Start PAGE EXCERPT

Jason Tharp
Empowering through H.O.P.E.: Jason Tharp, speaker & creator of the Beyond HOPE Project, inspires leaders to break impossibles and unlock their potential.
02/27/2026
I’ve been struggling lately. Not physically. Not mentally. Just struggling to find gratitude.
And I need you to hear this part. That feels honest. Because sometimes life drops you into a story you did not write. You feel like a passenger on a ride you did not buy a ticket for. And you’re just trying to act normal while your inner world is quietly screaming.
Lately I’ve caught myself staring at my flaws. Flaws I’m usually the only one who notices. Then I let them turn into reasons. Reasons I’m stuck. Reasons I’m behind. Reasons I’m not enough.
For me, it’s been the weight gain from being on steroids for so long. I thought I had made peace with my body. I thought I had handled it. Then it swung back around like it always does, covering my eyes and whispering, “Guess who.”

End PAGE EXCERPT

* [GIVEN EXERCISE 1]: Rewrite the saved entries from the start through the line containing "[[[67,25],[71,28],[77,27],[78,23],[76,21],[70,21],[67,23]]]", replacing "pink bud" with "red bud" and leaving everything else unchanged.

Start EXTRACTED RECORDS

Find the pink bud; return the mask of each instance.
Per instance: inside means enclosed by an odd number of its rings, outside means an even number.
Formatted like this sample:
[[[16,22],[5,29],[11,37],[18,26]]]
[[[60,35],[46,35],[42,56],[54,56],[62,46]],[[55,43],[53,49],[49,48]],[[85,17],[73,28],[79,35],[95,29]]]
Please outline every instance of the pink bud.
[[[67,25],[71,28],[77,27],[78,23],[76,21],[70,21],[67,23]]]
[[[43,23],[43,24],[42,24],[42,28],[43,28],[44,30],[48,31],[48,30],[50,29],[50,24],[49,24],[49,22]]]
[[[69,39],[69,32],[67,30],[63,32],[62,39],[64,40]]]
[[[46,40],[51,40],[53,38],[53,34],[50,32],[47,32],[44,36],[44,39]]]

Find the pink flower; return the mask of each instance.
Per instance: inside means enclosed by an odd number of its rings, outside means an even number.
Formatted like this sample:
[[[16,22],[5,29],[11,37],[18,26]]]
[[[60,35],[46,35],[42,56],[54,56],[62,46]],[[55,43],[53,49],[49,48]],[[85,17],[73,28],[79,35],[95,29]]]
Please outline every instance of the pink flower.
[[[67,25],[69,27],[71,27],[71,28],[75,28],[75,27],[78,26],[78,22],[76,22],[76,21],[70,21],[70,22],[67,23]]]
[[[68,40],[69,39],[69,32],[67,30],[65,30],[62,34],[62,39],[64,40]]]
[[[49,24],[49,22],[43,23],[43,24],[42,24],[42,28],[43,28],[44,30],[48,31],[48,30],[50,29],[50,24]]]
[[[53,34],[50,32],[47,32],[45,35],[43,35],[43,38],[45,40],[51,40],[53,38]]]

End EXTRACTED RECORDS

* [GIVEN EXERCISE 2]: Translate this sentence from the post on struggling to find gratitude into Spanish: "I thought I had made peace with my body."

* [RIGHT ANSWER 1]:
Find the red bud; return the mask of each instance.
Per instance: inside means enclosed by an odd number of its rings, outside means an even number.
Formatted like this sample:
[[[16,22],[5,29],[11,37],[18,26]]]
[[[60,35],[46,35],[42,56],[54,56],[62,46]],[[55,43],[53,49],[49,48]],[[85,17],[73,28],[79,35],[95,29]]]
Please outline every instance of the red bud.
[[[67,25],[71,28],[77,27],[78,23],[76,21],[70,21],[67,23]]]

* [RIGHT ANSWER 2]: Pensé que había hecho las paces con mi cuerpo.